Its been good for me to write these. I I don't do it as much as I used to. I am one of the few people who chose to move where they wanted to continue their lives, instead of their life dictating it for them. The northern Adirondacks is the best place to ride. Its isolated, the drivers are very considerate and there are many long day and multiday routes to ride. I prefer this now because I know places to stay instead on sleeping in questionable places and having days when I am worried I might die of dehydration/starvation or roaming packs of dogs.
I don't think I have the attention span to finish such a book...maybe a short article, but it would sound like I am a complete psycho to non-cyclists and even to many of them. Its not a topic I bring up in conversations other than 'I ride a lot' and most of the trips are amusement with the mundane. The most vivid memories are when something went horribly wrong. 
I should add that I avoid larger cities, rural people, generally nicer. and I do look for 'Biker Stops'.(Motorcycles) I have never, ever had even a harsh interaction at these places. The days of 'Biker Gangs' is long gone. most of the people are professionals or retirees on tour-bike. Even the people with the entire 'Grunge Biker' look, identify with the 2 wheels the appreciation of the open road, seeing and feeling what they are riding thru. they will look at my bike ask about my travelling. If I catch them at the next nights stop. They are amazed and will treat me like I am an old friend. Often sharing their food, beer and ..illegal smiles(?). I have had many insist I sleep on their porch or in their house and as a stereotype are very good people. It would help to brush up on your pool playing skills and touring motorcycles types, especially the history of Harleys and the upgrades that are considered cool.
I hope these entries inspire some rides in people. My methods, sought out rides and tolerances to hardship are different than what others are seeking on their trips. My tolerance for other personalities willing to do this with me is very low. There is not much to conceal my disdain for general mankind and I am pretty amused by the seemingly mundane and meeting other alternate living styles. Sometimes the ride hurts, often its miserable but I like those parts.
Its been nice to have a place to rant and I am guilty , because I am fairly new to these forums, of not reading what others have posted on the same topics.
The only thing you will get to keep are your memories. Make the time, get it all together and go


----------



## gaspi101

I for one would love to read the book should you write it. You have very good prose, reminds me of Jack Kerouac not only in substance but also style. I'm sure many people feel the same. 

Not many of us get to travel across such distances in such splendid solitude--your perspective, unique and bohemian, is compelling an I'm sure others would agree. 

Can you tell us a little about one of your most memorable adventures?


----------



## bradXism

Wow thanks for the complement. I babble and rant but don't consider myself a writer. The solitude isn't always splendid, the disasters are frequent, But sincei I have your interest.

.Easily the worst was blowing out the side of the rear rim in northern Quebec in 1986 on an attempt to ride Le Route De Chibougaman to Chicoutimi, down the Saguenay fjord, to Tadoussae, watch the whales and get picked up there and taken back to Montreal.

### Source excerpt
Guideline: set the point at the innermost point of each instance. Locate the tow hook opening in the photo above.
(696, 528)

### Directive 1
Determine whether each statement agrees with the cycling forum thread: (a) the first writer names the northern Adirondacks as the best place to ride; (b) the first writer often discusses the trips in detail in conversation; (c) the worst incident described took place in northern Quebec in 1986. Answer each with yes or no, and quote the deciding words of the thread.
### Directive 2
Output the portion of the cycling forum thread between "The only thing" and "most memorable adventures?", inclusive, with no changes.

### Expected answer 1
(a) Yes: "The northern Adirondacks is the best place to ride."
(b) No: "Its not a topic I bring up in conversations other than 'I ride a lot'"
(c) Yes: "Easily the worst was blowing out the side of the rear rim in northern Quebec in 1986"

### Expected answer 2
The only thing you will get to keep are your memories. Make the time, get it all together and go


----------



## gaspi101

I for one would love to read the book should you write it. You have very good prose, reminds me of Jack Kerouac not only in substance but also style. I'm sure many people feel the same. 

Not many of us get to travel across such distances in such splendid solitude--your perspective, unique and bohemian, is compelling an I'm sure others would agree. 

Can you tell us a little about one of your most memorable adventures?